#### Exercise
Reproduce the full listing that follows, matching it exactly.

..............................

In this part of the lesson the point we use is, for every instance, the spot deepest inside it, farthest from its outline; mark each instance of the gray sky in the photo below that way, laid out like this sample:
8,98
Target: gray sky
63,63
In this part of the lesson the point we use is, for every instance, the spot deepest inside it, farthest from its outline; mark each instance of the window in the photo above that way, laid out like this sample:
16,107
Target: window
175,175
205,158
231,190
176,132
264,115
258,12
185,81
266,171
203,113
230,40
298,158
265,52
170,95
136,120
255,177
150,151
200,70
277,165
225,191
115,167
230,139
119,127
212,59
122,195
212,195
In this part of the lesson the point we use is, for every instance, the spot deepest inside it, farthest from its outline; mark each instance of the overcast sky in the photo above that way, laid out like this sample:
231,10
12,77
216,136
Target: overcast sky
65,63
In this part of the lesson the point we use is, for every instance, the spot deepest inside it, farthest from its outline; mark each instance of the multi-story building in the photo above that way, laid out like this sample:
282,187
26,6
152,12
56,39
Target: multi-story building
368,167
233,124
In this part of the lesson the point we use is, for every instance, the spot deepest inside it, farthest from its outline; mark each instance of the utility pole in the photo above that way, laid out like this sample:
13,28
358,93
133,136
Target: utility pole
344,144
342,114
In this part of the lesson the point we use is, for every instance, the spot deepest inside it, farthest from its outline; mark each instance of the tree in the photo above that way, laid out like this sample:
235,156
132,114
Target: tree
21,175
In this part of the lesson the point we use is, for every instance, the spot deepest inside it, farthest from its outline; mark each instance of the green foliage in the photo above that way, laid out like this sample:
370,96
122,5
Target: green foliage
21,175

..............................

#### Answer for this exercise
In this part of the lesson the point we use is, for every instance, the spot deepest inside it, farthest from its outline; mark each instance of the gray sky in the photo below that way, laid out like this sample:
8,98
Target: gray sky
63,63
In this part of the lesson the point we use is, for every instance, the spot deepest inside it, farthest from its outline; mark each instance of the window in the photo above that way, laid out like this sample:
16,107
Target: window
175,175
205,158
231,190
176,132
264,115
258,12
185,81
266,171
203,113
230,40
298,158
265,52
170,95
136,120
255,177
150,151
200,70
277,165
225,191
115,167
230,139
119,127
212,59
122,195
212,195
In this part of the lesson the point we use is, for every instance, the spot deepest inside it, farthest from its outline; mark each instance of the overcast sky in the photo above that way, laid out like this sample:
231,10
12,77
216,136
Target: overcast sky
65,63
In this part of the lesson the point we use is, for every instance, the spot deepest inside it, farthest from its outline; mark each instance of the multi-story building in the photo above that way, laid out like this sample:
282,187
26,6
152,12
56,39
Target: multi-story building
368,167
233,124
In this part of the lesson the point we use is, for every instance, the spot deepest inside it, farthest from its outline; mark each instance of the utility pole in the photo above that way, laid out like this sample:
13,28
358,93
133,136
Target: utility pole
344,144
342,114
In this part of the lesson the point we use is, for every instance, the spot deepest inside it, farthest from its outline; mark each instance of the tree in the photo above that way, laid out like this sample:
235,156
132,114
Target: tree
21,175
In this part of the lesson the point we use is, for every instance, the spot deepest inside it, farthest from its outline; mark each instance of the green foliage in the photo above that way, laid out like this sample:
370,96
122,5
Target: green foliage
21,175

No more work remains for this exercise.